Wall Street’s traditionally top earners are in for a financial reckoning, while less glamourous retail bankers should expect to rake in bigger bucks, according to a new study.

Bank failures, ballooning interest rates and general economic uncertainty have crippled deal-making as companies delay mergers and going public, which fuels the investment banking industry.

Meanwhile, higher interest rates mean more deposits and greater margins on those deposits for banks, which boosts retail banking revenue.

These factors have created an environment where bonuses will be unusually “uneven,” and where this year’s winners and losers are even more pronounced than usual, according to a report from compensation consulting firm Johnson Associates.

“It will be one of the most complicated years in the industry since the Great Recession,” Alan Johnson, managing director of Johnson Associates, told The Post. “Big banks are winning while regional banks are suffering big time.”

“It will be the year of the ‘haves’ and ‘have-nots,’” he added

Johnson predicts the most dramatic divergence in pay will be between those in investment banking advisory and those in retail and commercial banking.

The former could see year-end bonuses drop by 15% to 20% year over year, while the latter may see spikes between 10% to 20%, he said.

“For decades, the masters of the universe were the investment bankers but now they’re the ones getting hit hard,” Johnson said.

This year Wall Street will see big winners and losers, according to a new report.

Investment banking advisory continues to be in the doldrums as dealmaking and IPOs remain slow.

But investment banking underwriters, who have been raising debt financing, can expect a small pay bump of 5% to 10%, the study said.

Retail deposits have surged at major commercial banks and those higher margins will boost pay.

But for regional bankers – doing similar work at smaller institutions – pay will decline 10% to 20% amid massive outflows of cash, according to the study.

Investment bankers will see compensation slump this year while retail and commercial bankers will see pay surge.

Asset managers can expect a 5% to 10% decline in compensation as some of their clients move money from active investments to more passive investments, the report added. 

Fixed income sales and trading will see another big boost as bond yields create more opportunity for profit. But compensation for equity sales and trading is expected to remain flat.

Pay at hedge funds, private equity firms, high net worth firms, and firm management and corporate staff will likely see pay remain constant or increase minimally.

Morgan Stanley
Wall Street has already laid off thousands of employees this year.

Pay in the financial services industry has whipsawed over the past few years as the economy boomed during the pandemic and then weakened as inflation surged and the Federal Reserve began to hike interest rates.

The average bonus on Wall Street dropped 26% in 2022 and it wasn’t just the year-end bonus that took a hit.

Major banks have been laying off thousands of workers, with Goldman Sachs laying off roughly 3,000 employees earlier this year and Morgan Stanley slashing roughly 3,000 workers this month.

-.-.-

Tasks to complete:
a. In the article on Wall Street pay, what change to year-end bonuses could those in investment banking advisory see?
b. Reproduce the article on Wall Street pay from "But for regional" to "the report added.".
The records below this article on Wall Street pay come from a separate source.

Entries supplied:
-.-.-

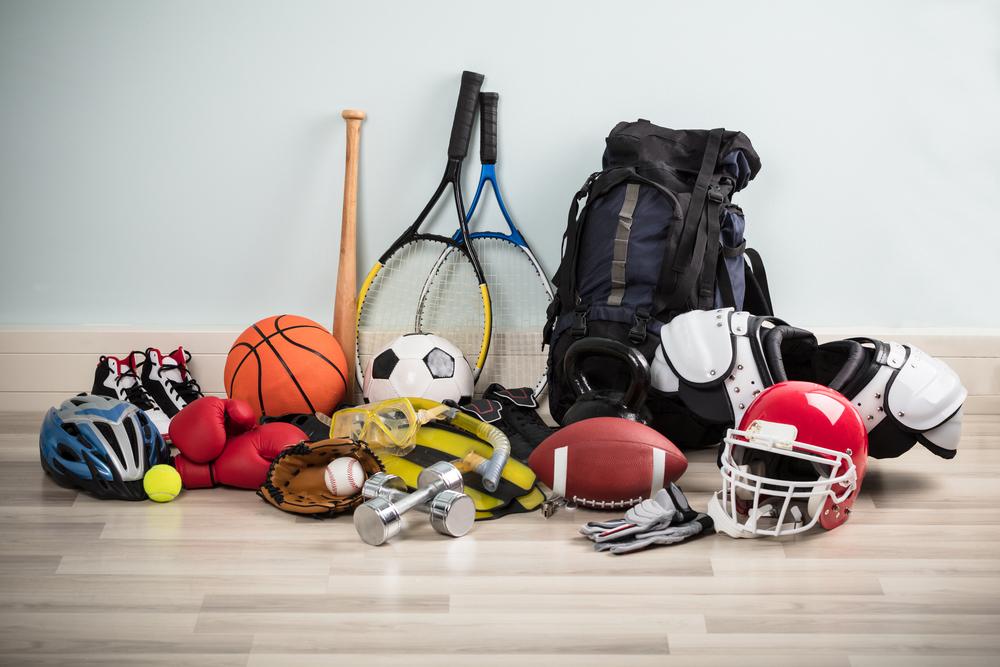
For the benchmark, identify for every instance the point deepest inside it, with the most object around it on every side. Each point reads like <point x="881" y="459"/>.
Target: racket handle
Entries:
<point x="465" y="115"/>
<point x="488" y="127"/>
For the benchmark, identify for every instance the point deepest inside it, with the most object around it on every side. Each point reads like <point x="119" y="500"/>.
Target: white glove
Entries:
<point x="652" y="514"/>
<point x="666" y="518"/>
<point x="669" y="535"/>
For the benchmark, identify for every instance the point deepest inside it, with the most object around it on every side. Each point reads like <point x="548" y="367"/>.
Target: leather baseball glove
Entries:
<point x="295" y="482"/>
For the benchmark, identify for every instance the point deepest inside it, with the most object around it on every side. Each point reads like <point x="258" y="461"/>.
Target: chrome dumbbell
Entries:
<point x="441" y="509"/>
<point x="439" y="494"/>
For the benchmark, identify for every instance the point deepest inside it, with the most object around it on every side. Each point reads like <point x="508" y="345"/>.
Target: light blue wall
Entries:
<point x="181" y="163"/>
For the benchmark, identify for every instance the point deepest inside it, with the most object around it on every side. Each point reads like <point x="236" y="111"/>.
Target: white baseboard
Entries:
<point x="40" y="367"/>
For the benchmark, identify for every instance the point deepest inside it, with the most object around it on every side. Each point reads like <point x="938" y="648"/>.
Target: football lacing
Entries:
<point x="605" y="504"/>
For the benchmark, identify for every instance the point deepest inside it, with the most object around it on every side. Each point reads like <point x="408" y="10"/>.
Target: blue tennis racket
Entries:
<point x="520" y="291"/>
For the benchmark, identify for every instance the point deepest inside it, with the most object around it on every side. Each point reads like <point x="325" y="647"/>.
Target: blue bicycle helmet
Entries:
<point x="100" y="445"/>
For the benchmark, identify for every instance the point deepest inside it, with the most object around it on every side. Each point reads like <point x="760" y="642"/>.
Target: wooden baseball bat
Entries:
<point x="346" y="304"/>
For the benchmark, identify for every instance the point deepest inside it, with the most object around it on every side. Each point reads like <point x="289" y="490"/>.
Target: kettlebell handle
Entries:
<point x="635" y="395"/>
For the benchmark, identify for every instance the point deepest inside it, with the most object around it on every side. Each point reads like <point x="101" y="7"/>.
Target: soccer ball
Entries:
<point x="419" y="365"/>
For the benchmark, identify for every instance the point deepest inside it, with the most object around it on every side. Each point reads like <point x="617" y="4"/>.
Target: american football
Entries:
<point x="607" y="462"/>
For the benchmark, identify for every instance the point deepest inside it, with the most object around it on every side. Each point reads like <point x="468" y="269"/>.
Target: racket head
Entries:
<point x="520" y="294"/>
<point x="427" y="284"/>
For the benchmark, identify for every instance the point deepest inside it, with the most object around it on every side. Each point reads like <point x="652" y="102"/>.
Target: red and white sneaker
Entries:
<point x="116" y="378"/>
<point x="168" y="381"/>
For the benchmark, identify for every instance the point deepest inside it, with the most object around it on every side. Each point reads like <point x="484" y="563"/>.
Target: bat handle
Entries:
<point x="345" y="306"/>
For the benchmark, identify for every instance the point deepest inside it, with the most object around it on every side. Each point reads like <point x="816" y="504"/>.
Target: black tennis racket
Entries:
<point x="410" y="288"/>
<point x="520" y="292"/>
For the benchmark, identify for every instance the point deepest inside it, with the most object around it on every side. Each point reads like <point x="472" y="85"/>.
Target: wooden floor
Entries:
<point x="218" y="577"/>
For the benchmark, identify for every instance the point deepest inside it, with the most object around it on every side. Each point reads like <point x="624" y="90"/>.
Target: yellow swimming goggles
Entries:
<point x="389" y="425"/>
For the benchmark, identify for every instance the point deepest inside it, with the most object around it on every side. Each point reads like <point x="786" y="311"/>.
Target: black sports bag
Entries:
<point x="657" y="235"/>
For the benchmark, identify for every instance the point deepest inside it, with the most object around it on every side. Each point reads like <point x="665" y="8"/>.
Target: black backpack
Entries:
<point x="657" y="236"/>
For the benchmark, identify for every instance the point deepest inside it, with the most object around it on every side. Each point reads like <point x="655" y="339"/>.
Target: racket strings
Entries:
<point x="520" y="295"/>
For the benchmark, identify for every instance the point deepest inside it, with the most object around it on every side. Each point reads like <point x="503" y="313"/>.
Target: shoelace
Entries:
<point x="135" y="394"/>
<point x="188" y="390"/>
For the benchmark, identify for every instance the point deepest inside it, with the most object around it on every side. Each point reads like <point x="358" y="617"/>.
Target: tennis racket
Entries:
<point x="411" y="290"/>
<point x="519" y="290"/>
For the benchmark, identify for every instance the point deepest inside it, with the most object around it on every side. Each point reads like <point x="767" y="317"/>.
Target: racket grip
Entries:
<point x="465" y="115"/>
<point x="488" y="127"/>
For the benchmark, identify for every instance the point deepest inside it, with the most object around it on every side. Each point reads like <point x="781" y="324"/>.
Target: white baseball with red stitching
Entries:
<point x="344" y="476"/>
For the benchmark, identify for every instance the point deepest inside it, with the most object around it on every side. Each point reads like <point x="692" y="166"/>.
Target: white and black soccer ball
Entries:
<point x="419" y="365"/>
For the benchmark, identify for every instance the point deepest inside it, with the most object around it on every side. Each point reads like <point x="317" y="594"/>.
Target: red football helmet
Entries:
<point x="797" y="458"/>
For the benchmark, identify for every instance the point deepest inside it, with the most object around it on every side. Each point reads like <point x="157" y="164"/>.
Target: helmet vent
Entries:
<point x="109" y="436"/>
<point x="133" y="439"/>
<point x="68" y="453"/>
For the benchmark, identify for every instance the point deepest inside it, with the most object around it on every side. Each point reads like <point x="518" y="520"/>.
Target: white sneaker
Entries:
<point x="168" y="381"/>
<point x="116" y="378"/>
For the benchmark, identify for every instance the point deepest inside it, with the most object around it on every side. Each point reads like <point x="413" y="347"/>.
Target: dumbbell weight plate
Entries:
<point x="452" y="513"/>
<point x="377" y="521"/>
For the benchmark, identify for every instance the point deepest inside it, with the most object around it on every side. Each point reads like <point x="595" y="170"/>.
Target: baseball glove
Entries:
<point x="295" y="482"/>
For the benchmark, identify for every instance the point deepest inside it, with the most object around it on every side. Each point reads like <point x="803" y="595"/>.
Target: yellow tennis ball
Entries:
<point x="162" y="483"/>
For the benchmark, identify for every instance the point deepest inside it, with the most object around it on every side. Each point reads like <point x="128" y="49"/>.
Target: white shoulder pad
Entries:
<point x="699" y="345"/>
<point x="661" y="375"/>
<point x="924" y="393"/>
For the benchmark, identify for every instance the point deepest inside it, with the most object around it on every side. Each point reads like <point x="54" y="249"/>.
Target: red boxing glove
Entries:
<point x="201" y="429"/>
<point x="245" y="460"/>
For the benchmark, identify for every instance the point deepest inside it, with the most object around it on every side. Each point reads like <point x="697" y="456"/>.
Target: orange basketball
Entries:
<point x="285" y="365"/>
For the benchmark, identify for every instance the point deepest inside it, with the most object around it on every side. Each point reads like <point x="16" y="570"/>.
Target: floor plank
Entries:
<point x="218" y="577"/>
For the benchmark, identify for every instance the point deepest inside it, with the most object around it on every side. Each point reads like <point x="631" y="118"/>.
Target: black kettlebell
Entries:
<point x="591" y="402"/>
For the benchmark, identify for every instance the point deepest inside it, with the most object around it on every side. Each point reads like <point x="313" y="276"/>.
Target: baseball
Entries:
<point x="344" y="476"/>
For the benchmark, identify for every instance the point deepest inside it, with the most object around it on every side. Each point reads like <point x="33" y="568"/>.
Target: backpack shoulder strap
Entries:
<point x="758" y="278"/>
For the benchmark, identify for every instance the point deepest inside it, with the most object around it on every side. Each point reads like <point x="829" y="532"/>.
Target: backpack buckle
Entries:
<point x="579" y="329"/>
<point x="637" y="334"/>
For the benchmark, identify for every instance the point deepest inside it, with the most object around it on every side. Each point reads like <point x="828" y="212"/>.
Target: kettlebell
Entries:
<point x="591" y="402"/>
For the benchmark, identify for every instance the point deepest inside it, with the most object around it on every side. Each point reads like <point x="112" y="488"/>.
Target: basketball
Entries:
<point x="286" y="364"/>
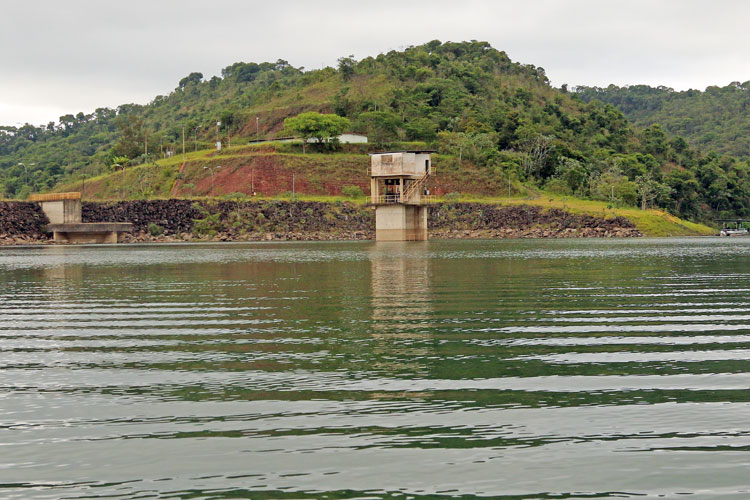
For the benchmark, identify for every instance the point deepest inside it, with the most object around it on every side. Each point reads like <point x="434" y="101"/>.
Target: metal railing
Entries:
<point x="388" y="199"/>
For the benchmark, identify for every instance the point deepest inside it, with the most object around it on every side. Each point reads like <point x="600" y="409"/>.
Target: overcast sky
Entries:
<point x="66" y="56"/>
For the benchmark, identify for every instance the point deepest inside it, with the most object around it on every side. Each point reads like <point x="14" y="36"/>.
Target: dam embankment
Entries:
<point x="225" y="220"/>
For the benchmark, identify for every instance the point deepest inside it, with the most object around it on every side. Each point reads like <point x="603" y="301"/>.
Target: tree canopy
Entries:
<point x="318" y="126"/>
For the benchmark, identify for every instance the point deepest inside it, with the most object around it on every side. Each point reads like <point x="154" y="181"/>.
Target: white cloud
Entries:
<point x="77" y="55"/>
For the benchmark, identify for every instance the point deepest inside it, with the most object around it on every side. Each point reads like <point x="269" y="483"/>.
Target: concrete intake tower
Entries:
<point x="398" y="187"/>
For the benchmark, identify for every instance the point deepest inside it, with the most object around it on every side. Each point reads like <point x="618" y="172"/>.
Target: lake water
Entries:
<point x="456" y="369"/>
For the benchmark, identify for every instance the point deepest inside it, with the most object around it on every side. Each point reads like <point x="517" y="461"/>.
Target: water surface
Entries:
<point x="456" y="369"/>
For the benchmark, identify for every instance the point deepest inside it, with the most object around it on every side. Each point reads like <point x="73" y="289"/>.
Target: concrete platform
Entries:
<point x="89" y="232"/>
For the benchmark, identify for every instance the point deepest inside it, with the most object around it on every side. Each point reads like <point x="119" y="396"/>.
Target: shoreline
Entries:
<point x="177" y="220"/>
<point x="478" y="234"/>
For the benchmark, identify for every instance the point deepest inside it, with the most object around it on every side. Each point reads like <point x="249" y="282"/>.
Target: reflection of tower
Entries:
<point x="398" y="184"/>
<point x="401" y="306"/>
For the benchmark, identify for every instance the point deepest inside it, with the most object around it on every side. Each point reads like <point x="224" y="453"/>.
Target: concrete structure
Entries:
<point x="64" y="213"/>
<point x="60" y="208"/>
<point x="398" y="190"/>
<point x="90" y="232"/>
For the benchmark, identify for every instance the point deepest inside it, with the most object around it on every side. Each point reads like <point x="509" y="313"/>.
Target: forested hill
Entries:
<point x="717" y="119"/>
<point x="466" y="99"/>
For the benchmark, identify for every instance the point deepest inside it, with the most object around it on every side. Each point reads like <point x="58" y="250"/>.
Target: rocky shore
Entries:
<point x="177" y="220"/>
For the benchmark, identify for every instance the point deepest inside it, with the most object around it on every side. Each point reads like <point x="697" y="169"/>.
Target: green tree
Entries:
<point x="314" y="125"/>
<point x="381" y="126"/>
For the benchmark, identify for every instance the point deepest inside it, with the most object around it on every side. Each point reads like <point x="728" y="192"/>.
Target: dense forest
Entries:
<point x="717" y="119"/>
<point x="466" y="99"/>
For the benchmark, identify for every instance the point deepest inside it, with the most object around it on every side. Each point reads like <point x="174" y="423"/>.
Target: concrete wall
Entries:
<point x="396" y="164"/>
<point x="400" y="223"/>
<point x="62" y="211"/>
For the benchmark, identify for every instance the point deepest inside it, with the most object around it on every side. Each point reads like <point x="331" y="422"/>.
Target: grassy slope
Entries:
<point x="320" y="177"/>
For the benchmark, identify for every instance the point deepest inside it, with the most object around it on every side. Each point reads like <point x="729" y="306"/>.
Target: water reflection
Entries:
<point x="516" y="369"/>
<point x="401" y="299"/>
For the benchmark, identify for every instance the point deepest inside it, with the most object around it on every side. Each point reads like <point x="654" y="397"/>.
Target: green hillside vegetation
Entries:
<point x="319" y="178"/>
<point x="717" y="119"/>
<point x="491" y="119"/>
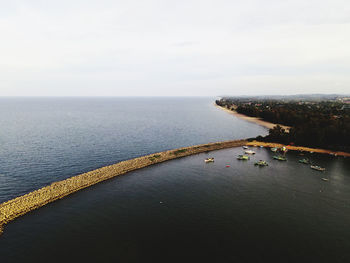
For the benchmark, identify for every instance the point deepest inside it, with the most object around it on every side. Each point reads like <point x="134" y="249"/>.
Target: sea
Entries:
<point x="183" y="210"/>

-.-.-

Answers below:
a. A drop of 15% to 20% year over year.

b.
But for regional bankers – doing similar work at smaller institutions – pay will decline 10% to 20% amid massive outflows of cash, according to the study.

Investment bankers will see compensation slump this year while retail and commercial bankers will see pay surge.

Asset managers can expect a 5% to 10% decline in compensation as some of their clients move money from active investments to more passive investments, the report added.